PROBLEM TO WORK ON = Copy the rows below verbatim, everything from the line containing "of the racing" down to the final row.

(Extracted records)
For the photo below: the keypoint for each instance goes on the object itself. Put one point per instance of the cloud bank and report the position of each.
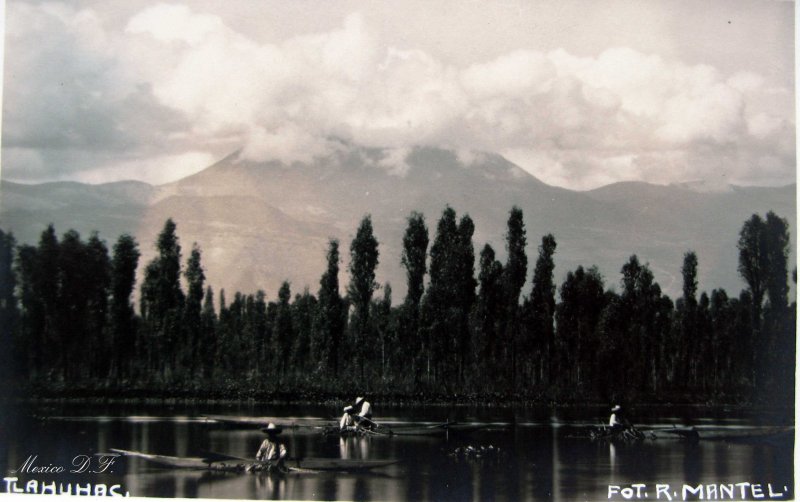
(84, 101)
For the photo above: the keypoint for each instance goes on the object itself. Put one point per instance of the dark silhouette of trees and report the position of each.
(515, 274)
(363, 263)
(66, 307)
(414, 260)
(192, 324)
(13, 355)
(488, 347)
(123, 321)
(537, 348)
(331, 317)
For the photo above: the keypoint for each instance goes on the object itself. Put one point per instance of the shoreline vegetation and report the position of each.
(460, 335)
(335, 400)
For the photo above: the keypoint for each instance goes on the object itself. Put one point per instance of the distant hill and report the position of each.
(258, 224)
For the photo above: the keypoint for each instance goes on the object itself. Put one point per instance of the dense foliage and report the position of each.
(66, 311)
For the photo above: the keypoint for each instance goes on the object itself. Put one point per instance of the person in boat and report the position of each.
(617, 420)
(364, 412)
(348, 421)
(272, 450)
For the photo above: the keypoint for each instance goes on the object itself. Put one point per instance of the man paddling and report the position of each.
(272, 451)
(618, 422)
(347, 422)
(364, 412)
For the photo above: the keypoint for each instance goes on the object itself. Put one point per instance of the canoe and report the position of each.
(437, 430)
(693, 433)
(442, 429)
(262, 421)
(227, 463)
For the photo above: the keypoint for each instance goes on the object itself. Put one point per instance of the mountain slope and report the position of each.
(260, 223)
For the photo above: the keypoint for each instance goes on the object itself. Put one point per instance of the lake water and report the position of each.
(542, 454)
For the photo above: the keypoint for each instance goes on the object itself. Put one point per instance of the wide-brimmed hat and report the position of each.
(271, 429)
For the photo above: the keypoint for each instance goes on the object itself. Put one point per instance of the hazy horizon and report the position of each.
(578, 95)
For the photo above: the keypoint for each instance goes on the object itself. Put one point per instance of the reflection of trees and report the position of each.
(354, 447)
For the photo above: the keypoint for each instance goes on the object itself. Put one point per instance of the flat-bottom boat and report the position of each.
(227, 463)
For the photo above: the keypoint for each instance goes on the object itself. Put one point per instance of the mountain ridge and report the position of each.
(258, 224)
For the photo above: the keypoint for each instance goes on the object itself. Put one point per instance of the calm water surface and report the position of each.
(541, 455)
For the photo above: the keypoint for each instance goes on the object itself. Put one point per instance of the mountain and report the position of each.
(258, 224)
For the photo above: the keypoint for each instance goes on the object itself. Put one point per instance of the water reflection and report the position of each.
(542, 460)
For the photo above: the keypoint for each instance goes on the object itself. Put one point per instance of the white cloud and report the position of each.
(577, 120)
(157, 170)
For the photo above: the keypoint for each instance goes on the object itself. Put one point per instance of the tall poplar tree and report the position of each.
(363, 262)
(192, 323)
(488, 345)
(514, 276)
(123, 318)
(440, 304)
(331, 316)
(11, 356)
(162, 300)
(542, 307)
(415, 251)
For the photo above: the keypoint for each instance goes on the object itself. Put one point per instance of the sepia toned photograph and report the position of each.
(314, 250)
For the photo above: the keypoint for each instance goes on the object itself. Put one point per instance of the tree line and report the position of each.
(67, 314)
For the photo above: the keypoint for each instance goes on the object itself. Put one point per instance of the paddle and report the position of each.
(360, 419)
(212, 457)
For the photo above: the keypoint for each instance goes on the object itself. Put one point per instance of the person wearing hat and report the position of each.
(347, 422)
(271, 450)
(365, 411)
(617, 421)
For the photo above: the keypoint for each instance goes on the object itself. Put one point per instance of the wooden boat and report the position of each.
(693, 433)
(442, 429)
(227, 463)
(235, 421)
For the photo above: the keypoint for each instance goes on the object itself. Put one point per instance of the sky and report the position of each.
(579, 94)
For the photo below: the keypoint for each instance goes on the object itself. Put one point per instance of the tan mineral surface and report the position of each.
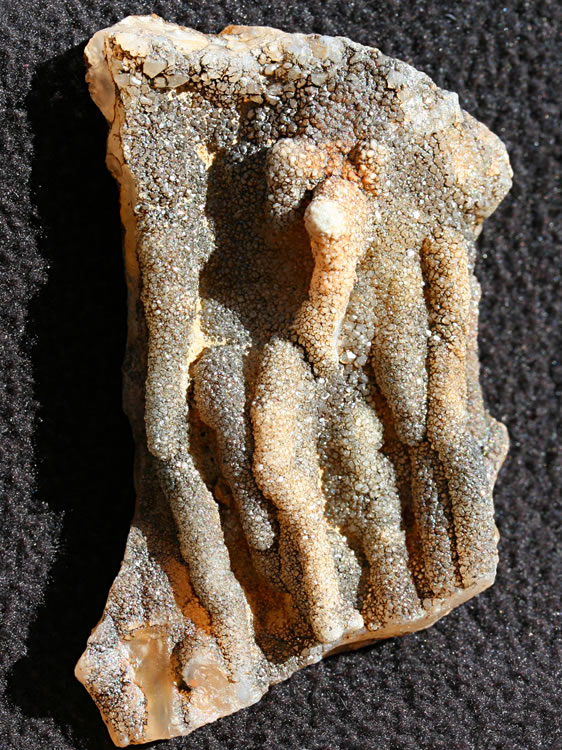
(314, 465)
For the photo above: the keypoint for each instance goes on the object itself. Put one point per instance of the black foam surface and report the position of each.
(485, 678)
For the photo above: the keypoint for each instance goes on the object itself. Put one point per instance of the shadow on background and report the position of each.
(83, 444)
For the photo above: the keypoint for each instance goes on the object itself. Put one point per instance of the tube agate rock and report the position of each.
(314, 465)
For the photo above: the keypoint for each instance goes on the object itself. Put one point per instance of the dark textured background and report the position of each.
(483, 678)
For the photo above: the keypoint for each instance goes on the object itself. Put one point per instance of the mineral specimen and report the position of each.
(314, 463)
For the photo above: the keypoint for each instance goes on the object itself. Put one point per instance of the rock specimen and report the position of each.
(314, 463)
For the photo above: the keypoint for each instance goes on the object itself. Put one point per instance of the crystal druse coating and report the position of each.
(314, 462)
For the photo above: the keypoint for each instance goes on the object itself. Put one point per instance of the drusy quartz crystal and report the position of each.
(314, 464)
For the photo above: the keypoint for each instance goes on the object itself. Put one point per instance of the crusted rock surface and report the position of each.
(314, 464)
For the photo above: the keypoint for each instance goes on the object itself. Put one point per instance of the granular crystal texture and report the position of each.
(314, 465)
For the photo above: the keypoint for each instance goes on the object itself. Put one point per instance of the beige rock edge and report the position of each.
(314, 463)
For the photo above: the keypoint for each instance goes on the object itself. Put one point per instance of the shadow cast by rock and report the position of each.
(83, 444)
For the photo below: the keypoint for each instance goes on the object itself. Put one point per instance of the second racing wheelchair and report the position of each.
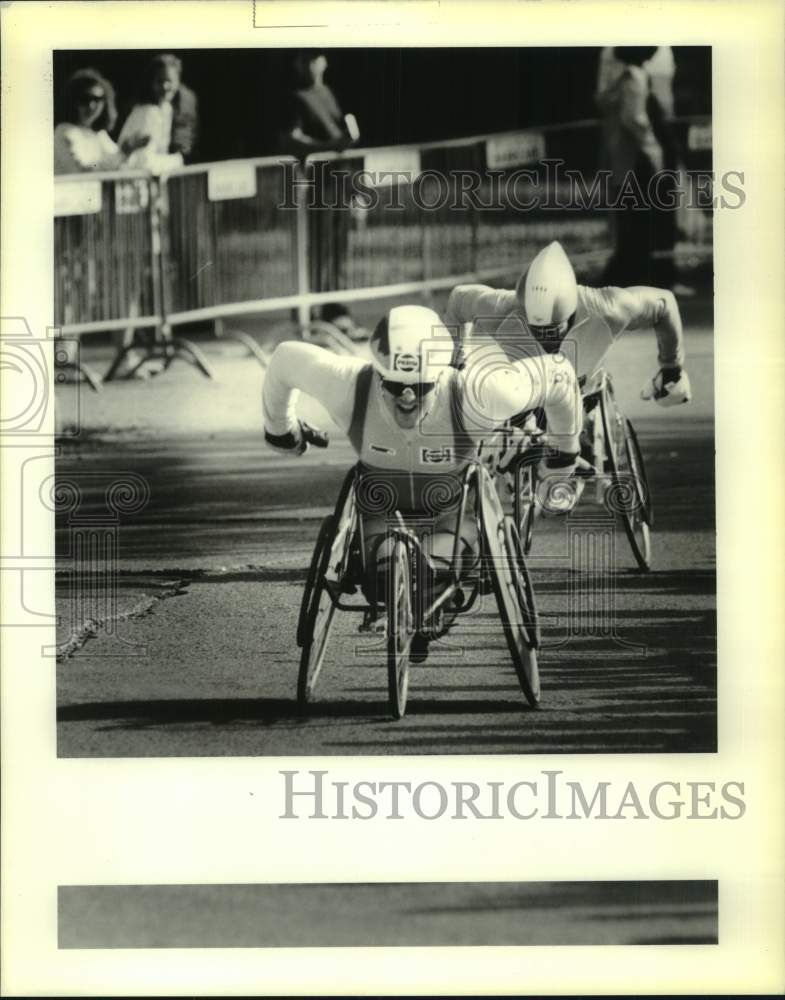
(417, 597)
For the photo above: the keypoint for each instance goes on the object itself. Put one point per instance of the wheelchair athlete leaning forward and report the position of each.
(413, 418)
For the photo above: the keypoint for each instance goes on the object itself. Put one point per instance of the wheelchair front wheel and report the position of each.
(531, 619)
(400, 626)
(628, 493)
(502, 567)
(316, 614)
(523, 503)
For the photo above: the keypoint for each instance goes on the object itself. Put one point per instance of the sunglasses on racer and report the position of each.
(90, 99)
(397, 389)
(553, 332)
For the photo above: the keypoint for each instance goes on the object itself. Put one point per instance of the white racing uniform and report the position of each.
(602, 315)
(424, 462)
(466, 406)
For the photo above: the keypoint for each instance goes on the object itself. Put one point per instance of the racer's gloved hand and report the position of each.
(558, 488)
(297, 443)
(669, 387)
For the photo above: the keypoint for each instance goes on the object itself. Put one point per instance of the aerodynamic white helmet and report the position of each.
(411, 345)
(548, 291)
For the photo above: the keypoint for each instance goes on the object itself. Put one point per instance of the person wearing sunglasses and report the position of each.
(415, 422)
(81, 139)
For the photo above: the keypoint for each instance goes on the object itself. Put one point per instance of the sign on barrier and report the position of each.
(226, 181)
(699, 137)
(233, 240)
(388, 166)
(502, 151)
(78, 197)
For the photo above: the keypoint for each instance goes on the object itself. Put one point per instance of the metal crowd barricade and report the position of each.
(212, 241)
(104, 257)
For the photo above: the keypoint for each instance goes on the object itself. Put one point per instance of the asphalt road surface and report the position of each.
(193, 652)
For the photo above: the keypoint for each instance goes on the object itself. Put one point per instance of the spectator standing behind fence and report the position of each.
(82, 141)
(661, 70)
(313, 122)
(634, 154)
(167, 118)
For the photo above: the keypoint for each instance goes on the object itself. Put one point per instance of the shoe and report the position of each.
(418, 651)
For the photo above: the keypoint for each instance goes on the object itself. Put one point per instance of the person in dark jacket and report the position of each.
(167, 113)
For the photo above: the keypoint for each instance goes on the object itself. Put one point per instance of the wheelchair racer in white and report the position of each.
(549, 311)
(413, 418)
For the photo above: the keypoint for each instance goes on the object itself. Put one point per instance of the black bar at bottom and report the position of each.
(401, 914)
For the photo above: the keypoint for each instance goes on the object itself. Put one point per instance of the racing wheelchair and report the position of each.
(611, 446)
(415, 601)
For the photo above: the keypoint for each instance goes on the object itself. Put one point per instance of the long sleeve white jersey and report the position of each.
(466, 406)
(602, 315)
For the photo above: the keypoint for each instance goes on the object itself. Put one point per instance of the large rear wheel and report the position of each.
(400, 626)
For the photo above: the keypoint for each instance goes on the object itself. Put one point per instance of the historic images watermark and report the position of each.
(542, 795)
(548, 186)
(88, 511)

SOLUTION TO THE PROBLEM =
For the photo above: the keypoint for each instance goes on the object itself. Put one point per instance of the racing wheelchair and report the position of each.
(611, 446)
(415, 601)
For the photo above: the keypoint for each instance goes on the object itself. Put one point per instance of the long sleeve white jersey and report the position of each.
(466, 406)
(602, 315)
For the photo above: the keypoint for each instance goes on the object itself. Put one point per instance of the large rear wheel and report the position of each.
(400, 626)
For the photo above: the keypoint for each instance goes on the object itself. Put one point per instance of the historic images watermark and report the position of each.
(542, 795)
(548, 186)
(88, 511)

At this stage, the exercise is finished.